Excerpt provided ▸
- - - -

Page MenuHomeFreeBSD

vm_object: drop memq field
Needs ReviewPublic

Authored by dougm on Dec 9 2024, 8:06 PM.
Tags
None
Referenced Files
F115994383: D48007.diff
Thu, May 1, 8:26 AM
Unknown Object (File)
Fri, Apr 25, 3:52 PM
Unknown Object (File)
Thu, Apr 24, 11:42 PM
Unknown Object (File)
Sat, Apr 19, 5:32 AM
Unknown Object (File)
Tue, Apr 8, 11:46 AM
Unknown Object (File)
Mar 28 2025, 5:32 AM
Unknown Object (File)
Mar 26 2025, 10:43 AM
Unknown Object (File)
Mar 21 2025, 5:44 PM

Details

Summary

The memq field in vm_object is used to maintain a list of mapped pages, sorted by pindex. Remove that field, and stop maintaining the list.
Where a predecessor page is passed to a function solely to help with insertion into the memq list, drop that parameter. Rename functions that those arguments from *_after() to *.iter().

Diff Detail

Lint
Lint Skipped
Unit
Tests Skipped

Event Timeline

dougm requested review of this revision.Dec 9 2024, 8:06 PM

A code reformat to (slightly) reduce the diff size.

Define and use VM_RADIX_FOREACH macros. Initialize a couple of iterators before acquiring read locks.

sys/amd64/sgx/sgx.c
396

Rather than lifting out the vm_page_remove() calls, perhaps pass the iterator to sgx_page_remove() as well, and have it decide whether to call vm_page_remove() or vm_page_iter_remove() based on whether the iterator pointer is NULL.

sys/vm/vm_glue.c
625

Do you have some other uses for NOCREAT_LT planned? This function is called rarely (kernel stacks are cached by UMA and reused many times without going through this function), so the extra complexity feels a bit unnecessary.

- - - -

What you will do ▸ Can you write down the part of the memq review starting at "Where a predecessor" and ending at "the diff size.", word for word? The lines after this come from a different source.

- - - -

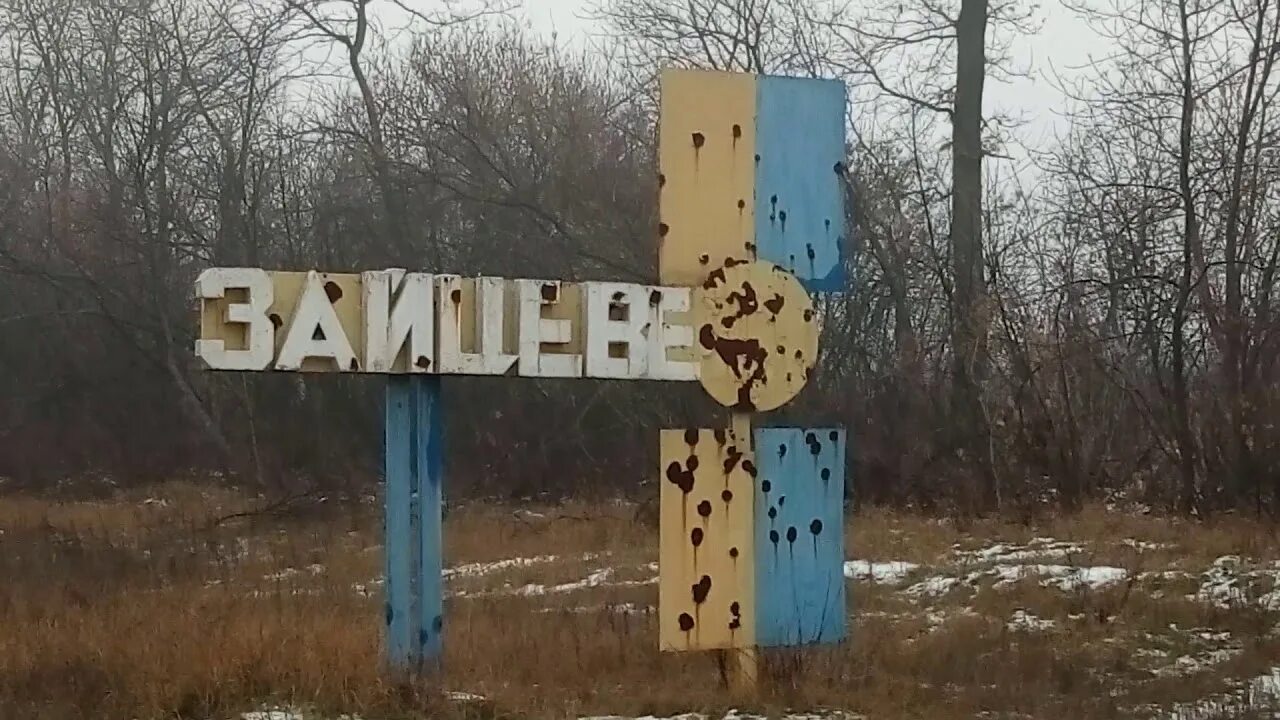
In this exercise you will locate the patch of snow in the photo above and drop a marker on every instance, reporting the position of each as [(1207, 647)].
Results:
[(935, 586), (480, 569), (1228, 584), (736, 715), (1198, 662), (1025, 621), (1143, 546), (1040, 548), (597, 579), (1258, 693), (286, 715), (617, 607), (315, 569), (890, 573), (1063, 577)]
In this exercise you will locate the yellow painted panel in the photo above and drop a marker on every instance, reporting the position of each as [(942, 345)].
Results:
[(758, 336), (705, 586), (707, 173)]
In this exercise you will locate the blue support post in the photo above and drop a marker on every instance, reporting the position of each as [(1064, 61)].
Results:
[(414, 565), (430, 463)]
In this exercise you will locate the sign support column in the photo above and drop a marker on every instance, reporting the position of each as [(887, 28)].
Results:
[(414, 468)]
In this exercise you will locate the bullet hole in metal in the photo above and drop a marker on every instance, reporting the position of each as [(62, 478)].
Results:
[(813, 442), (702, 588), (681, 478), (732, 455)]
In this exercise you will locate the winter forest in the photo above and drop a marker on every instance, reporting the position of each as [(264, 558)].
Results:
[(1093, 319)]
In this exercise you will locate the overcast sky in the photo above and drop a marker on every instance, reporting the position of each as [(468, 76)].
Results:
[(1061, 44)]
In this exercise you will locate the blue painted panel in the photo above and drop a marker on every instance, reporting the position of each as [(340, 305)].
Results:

- - - -

Answer to the problem ▸
Where a predecessor page is passed to a function solely to help with insertion into the memq list, drop that parameter. Rename functions that those arguments from *_after() to *.iter().

Diff Detail

Lint
Lint Skipped
Unit
Tests Skipped

Event Timeline

dougm requested review of this revision.Dec 9 2024, 8:06 PM

A code reformat to (slightly) reduce the diff size.